* **Data**:
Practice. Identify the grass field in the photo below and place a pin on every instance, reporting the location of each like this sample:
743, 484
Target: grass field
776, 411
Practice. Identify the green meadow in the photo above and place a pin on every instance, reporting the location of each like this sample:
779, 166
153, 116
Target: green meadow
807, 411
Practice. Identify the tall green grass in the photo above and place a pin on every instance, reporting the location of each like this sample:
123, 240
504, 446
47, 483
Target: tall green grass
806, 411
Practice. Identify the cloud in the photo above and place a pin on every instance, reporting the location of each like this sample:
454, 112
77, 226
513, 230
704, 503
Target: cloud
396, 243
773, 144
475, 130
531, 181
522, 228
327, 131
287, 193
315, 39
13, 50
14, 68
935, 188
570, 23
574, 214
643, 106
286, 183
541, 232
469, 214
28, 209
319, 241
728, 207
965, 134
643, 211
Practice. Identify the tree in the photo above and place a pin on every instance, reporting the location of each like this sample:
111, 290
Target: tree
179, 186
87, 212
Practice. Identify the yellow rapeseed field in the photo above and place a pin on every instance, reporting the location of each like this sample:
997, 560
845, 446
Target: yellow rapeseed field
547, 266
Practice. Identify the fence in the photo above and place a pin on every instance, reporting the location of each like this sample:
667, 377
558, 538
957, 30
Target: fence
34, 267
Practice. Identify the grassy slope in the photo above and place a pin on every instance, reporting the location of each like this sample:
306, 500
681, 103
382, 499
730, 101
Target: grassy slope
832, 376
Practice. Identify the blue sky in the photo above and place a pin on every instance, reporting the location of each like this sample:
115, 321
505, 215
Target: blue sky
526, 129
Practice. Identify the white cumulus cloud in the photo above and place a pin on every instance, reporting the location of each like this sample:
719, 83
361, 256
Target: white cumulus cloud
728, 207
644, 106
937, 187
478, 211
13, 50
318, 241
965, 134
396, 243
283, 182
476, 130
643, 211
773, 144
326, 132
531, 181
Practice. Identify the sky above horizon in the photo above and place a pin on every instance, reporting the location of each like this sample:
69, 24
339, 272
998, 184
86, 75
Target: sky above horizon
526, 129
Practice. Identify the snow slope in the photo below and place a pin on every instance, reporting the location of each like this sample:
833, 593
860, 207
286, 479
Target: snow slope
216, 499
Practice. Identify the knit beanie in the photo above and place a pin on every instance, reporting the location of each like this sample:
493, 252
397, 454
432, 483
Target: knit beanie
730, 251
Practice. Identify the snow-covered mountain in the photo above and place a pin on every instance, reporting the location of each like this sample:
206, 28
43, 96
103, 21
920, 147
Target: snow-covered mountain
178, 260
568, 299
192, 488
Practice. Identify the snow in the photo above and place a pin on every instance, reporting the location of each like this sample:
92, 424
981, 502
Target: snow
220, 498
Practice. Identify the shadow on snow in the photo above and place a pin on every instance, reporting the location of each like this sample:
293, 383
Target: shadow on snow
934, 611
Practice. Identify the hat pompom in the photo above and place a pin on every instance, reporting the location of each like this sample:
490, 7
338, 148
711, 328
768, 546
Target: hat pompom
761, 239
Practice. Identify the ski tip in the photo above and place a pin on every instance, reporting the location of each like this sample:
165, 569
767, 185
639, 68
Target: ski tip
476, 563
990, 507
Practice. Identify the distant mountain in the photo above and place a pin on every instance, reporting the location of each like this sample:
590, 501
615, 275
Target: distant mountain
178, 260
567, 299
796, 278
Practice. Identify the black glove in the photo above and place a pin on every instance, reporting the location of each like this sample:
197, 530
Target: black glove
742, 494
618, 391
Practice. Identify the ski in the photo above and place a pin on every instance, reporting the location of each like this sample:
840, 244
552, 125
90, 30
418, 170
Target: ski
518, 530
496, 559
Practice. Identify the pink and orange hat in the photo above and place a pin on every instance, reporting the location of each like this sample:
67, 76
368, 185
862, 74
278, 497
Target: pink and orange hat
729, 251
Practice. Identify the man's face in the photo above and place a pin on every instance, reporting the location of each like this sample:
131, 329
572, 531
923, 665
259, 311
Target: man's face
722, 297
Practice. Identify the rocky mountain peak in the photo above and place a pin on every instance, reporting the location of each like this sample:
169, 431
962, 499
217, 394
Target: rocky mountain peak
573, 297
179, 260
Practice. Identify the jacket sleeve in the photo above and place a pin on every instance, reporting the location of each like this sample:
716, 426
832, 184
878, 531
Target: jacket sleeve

* **What this task involves**: With no word changed, write the entries out once more.

* **Exercise response**:
Practice. Identify the grass field in the photo below and place a pin on every instance, reporting the location of each like this sample:
743, 484
Target: grass field
776, 411
Practice. Identify the green meadow in the photo above and place a pin on every instance, reporting the location of each like this sample:
779, 166
153, 116
Target: green meadow
807, 411
Practice. Identify the tall green grass in the photo above and place a pin on every instance, reporting the location of each like this sample:
123, 240
504, 446
47, 483
Target: tall green grass
806, 411
Practice. Identify the cloud in the photo above and place a pin on every instance, reporting the location of each like this sample:
454, 112
77, 226
513, 230
704, 503
Target: cloud
396, 243
773, 144
475, 130
531, 181
522, 228
327, 131
287, 193
315, 39
13, 50
14, 68
935, 188
570, 23
574, 214
643, 106
286, 183
541, 232
469, 214
28, 209
319, 241
728, 207
965, 134
643, 211
Practice. Identify the tree in the photo above and place a pin on every instance, reporting the location of each like this sample:
111, 290
Target: tree
179, 186
87, 212
Practice. Identify the yellow rapeseed field in the photo above and place a pin on every instance, reporting the location of each like this sample:
997, 560
845, 446
Target: yellow rapeseed field
547, 266
Practice. Identify the fence in the photo above and place a pin on every instance, reporting the location of each like this sample:
667, 377
558, 538
957, 30
Target: fence
34, 267
Practice. Identify the grassy slope in the photo above and place a pin on every instance, reporting the location of each like this sample:
306, 500
681, 103
382, 499
730, 101
Target: grassy slope
832, 376
Practice. Identify the blue sky in the photo above and place a pin on every instance, reporting the location of each like this sample:
115, 321
505, 215
Target: blue sky
526, 129
Practice. Identify the white cumulus cloud in the photo above and place a pin on every instance, reporting the location of each like this sample:
719, 83
361, 256
Target: white cumulus cloud
728, 207
644, 106
937, 187
478, 211
13, 50
318, 241
965, 134
396, 243
283, 182
476, 130
643, 211
773, 144
326, 132
531, 181
Practice. Identify the sky above horizon in the photo above and place a pin on every instance, reporting the location of each like this sample:
69, 24
339, 272
998, 184
86, 75
Target: sky above horizon
526, 129
Practice. Identify the snow slope in the photo below and place a pin on every instance, reporting the location of each like this sample:
833, 593
860, 207
286, 479
Target: snow slope
216, 499
Practice. Identify the knit beanie in the photo above and place a pin on every instance, reporting the location of each like this sample:
493, 252
397, 454
432, 483
Target: knit beanie
730, 251
Practice. Identify the snow-covered mountain in the photo above and place a pin on every instance, reporting the location of each like this sample:
206, 28
43, 96
103, 21
920, 147
Target: snow-covered mountain
178, 260
568, 299
192, 488
Practice. Identify the snow in the photo above and place a pin on every instance, reporting the location of each like this sample:
92, 424
981, 502
Target: snow
220, 498
Practice. Identify the shadow on snow in the photo above and place a pin on every instance, reporting the location of each like this sample:
293, 383
Target: shadow on snow
934, 611
Practice. Identify the hat pompom in the photo above and place a pin on every instance, reporting the location of each like this sample:
490, 7
338, 148
711, 328
768, 546
Target: hat pompom
761, 239
Practice. Identify the ski tip in the photo above and place a pin on every instance, reporting the location of each like this sample:
165, 569
767, 185
639, 68
Target: ski tip
476, 563
990, 507
Practice. Identify the distant mountain in the photo above and place a pin on every instance, reporting the location of each like this sample:
590, 501
615, 275
Target: distant mountain
178, 260
567, 299
796, 278
Practice. Identify the black glove in the photo above and place a pin on every instance, reporting the location of each like this sample:
197, 530
Target: black glove
742, 494
618, 391
Practice. Identify the ski in the photo above and place a pin on every instance, reporting the location of each like this sample:
840, 244
552, 125
90, 30
418, 170
Target: ski
518, 530
496, 559
Practice. Identify the pink and orange hat in the photo above and place a pin on every instance, reporting the location of each like this sample:
67, 76
368, 185
862, 74
278, 497
Target: pink and orange hat
729, 251
Practice. Identify the man's face in the photo above and place a pin on every instance, reporting the location of each like this sample:
131, 329
572, 531
923, 665
259, 311
Target: man's face
722, 297
Practice. Identify the rocky mountain peak in the photo above and place a pin on every instance, reporting the location of each like this sample:
169, 431
962, 499
217, 394
Target: rocky mountain peak
573, 297
179, 260
Practice. Identify the jacket sleeve in the photo above and place a pin on every instance, reporting the location of each like this sample:
716, 426
832, 184
878, 531
Target: jacket sleeve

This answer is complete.